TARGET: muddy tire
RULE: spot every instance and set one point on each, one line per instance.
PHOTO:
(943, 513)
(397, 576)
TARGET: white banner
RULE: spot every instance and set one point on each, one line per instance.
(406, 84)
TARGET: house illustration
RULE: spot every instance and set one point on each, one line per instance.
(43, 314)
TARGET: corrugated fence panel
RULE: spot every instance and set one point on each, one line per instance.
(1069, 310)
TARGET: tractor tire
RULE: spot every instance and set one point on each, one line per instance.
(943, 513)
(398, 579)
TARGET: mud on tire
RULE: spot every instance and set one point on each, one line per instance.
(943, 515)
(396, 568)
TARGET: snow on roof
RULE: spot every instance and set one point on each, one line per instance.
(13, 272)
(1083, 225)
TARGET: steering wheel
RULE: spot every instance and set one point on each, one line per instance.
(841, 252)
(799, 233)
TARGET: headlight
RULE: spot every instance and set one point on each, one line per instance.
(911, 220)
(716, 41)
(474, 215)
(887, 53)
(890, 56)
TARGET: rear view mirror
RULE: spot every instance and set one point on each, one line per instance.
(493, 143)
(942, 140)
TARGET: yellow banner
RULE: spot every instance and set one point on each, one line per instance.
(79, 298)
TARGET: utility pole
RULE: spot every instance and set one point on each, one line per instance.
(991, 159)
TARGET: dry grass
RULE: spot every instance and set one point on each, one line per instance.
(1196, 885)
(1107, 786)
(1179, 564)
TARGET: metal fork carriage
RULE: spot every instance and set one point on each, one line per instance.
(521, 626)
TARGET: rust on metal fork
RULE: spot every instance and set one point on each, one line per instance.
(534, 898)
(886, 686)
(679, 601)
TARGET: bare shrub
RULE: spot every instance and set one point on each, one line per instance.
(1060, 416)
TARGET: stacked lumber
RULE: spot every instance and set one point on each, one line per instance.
----------
» **What you are asked to do**
Starting at the first line of the data above, please restate word for word every line up to and including the one that holds "TARGET: tractor tire", and add nothing else.

» **Solution for this task**
TARGET: muddy tire
RULE: spot every instance and set one point on each, one line per instance.
PHOTO:
(943, 513)
(397, 576)
TARGET: white banner
RULE: spot every instance and set one point on each, one line per instance.
(406, 84)
TARGET: house illustration
RULE: spot every instance and set one point on each, one line per instance.
(43, 314)
TARGET: corrugated fence panel
RULE: spot every instance and set one point on each, one line per instance.
(1069, 310)
TARGET: tractor tire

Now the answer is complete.